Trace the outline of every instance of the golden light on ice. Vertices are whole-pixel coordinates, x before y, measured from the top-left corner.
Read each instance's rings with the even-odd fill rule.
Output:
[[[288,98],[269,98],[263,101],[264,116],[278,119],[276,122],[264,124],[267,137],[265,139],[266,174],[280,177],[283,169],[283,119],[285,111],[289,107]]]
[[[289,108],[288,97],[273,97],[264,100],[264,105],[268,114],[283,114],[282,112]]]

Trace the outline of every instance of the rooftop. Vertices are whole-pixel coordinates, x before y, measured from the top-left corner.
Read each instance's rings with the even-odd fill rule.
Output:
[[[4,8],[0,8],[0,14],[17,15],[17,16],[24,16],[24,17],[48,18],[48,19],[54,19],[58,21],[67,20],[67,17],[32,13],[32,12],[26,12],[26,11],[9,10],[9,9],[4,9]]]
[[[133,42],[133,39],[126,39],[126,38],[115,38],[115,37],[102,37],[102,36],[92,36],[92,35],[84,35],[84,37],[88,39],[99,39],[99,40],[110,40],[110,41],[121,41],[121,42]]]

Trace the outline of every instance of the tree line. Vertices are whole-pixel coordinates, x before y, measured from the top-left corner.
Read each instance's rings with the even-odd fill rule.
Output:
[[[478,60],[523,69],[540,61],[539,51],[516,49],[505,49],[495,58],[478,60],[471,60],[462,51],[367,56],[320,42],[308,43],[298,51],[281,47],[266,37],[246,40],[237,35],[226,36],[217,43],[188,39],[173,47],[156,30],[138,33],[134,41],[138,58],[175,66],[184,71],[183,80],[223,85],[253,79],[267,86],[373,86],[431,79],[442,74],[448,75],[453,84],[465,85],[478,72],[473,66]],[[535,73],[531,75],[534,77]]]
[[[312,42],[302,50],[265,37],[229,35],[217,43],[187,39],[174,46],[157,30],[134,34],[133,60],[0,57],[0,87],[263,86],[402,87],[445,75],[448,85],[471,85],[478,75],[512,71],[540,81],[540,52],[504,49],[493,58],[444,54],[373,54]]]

- [YOUR OBJECTIVE]
Extract the whole listing, character for character.

- [SOLUTION TO THE PROBLEM]
Trace the outline of every instance of the golden light on ice. Vertices are whole-pixel coordinates, x before y, measured from the top-left corner.
Read each instance's rings with the even-odd fill rule.
Output:
[[[288,98],[269,98],[263,101],[264,116],[278,119],[276,122],[264,124],[267,137],[265,139],[266,174],[280,177],[283,169],[283,119],[285,111],[289,107]]]
[[[289,108],[288,97],[273,97],[264,100],[264,105],[268,114],[283,114],[282,112]]]

Trace the outline of every instance of the rooftop. Vertices are whole-pixel coordinates, x before y, measured from the top-left corner.
Read each instance's rings with the even-odd fill rule.
Output:
[[[4,8],[0,8],[0,14],[17,15],[17,16],[24,16],[24,17],[48,18],[48,19],[54,19],[58,21],[67,20],[67,17],[32,13],[32,12],[26,12],[26,11],[9,10],[9,9],[4,9]]]
[[[133,42],[133,39],[126,39],[126,38],[115,38],[115,37],[102,37],[102,36],[92,36],[92,35],[84,35],[84,37],[88,39],[99,39],[99,40],[110,40],[110,41],[121,41],[121,42]]]

Trace the outline of every instance of the tree line. Vertices are whole-pixel coordinates, x before y, measured from the top-left corner.
Read each instance's rings with the even-odd fill rule.
Output:
[[[478,60],[523,69],[540,61],[539,51],[516,49],[505,49],[495,58],[478,60],[471,60],[462,51],[367,56],[320,42],[308,43],[298,51],[281,47],[266,37],[246,40],[237,35],[226,36],[217,43],[188,39],[173,47],[156,30],[138,33],[134,41],[138,58],[175,66],[184,71],[183,80],[223,85],[253,79],[267,86],[373,86],[431,79],[442,74],[448,75],[453,84],[465,85],[478,72],[473,66]],[[535,73],[531,75],[534,77]]]
[[[312,42],[302,50],[265,37],[229,35],[217,43],[187,39],[174,46],[157,30],[134,34],[133,60],[0,57],[0,87],[263,86],[402,87],[445,75],[448,85],[471,85],[478,75],[512,71],[540,81],[540,52],[504,49],[493,58],[444,54],[373,54]]]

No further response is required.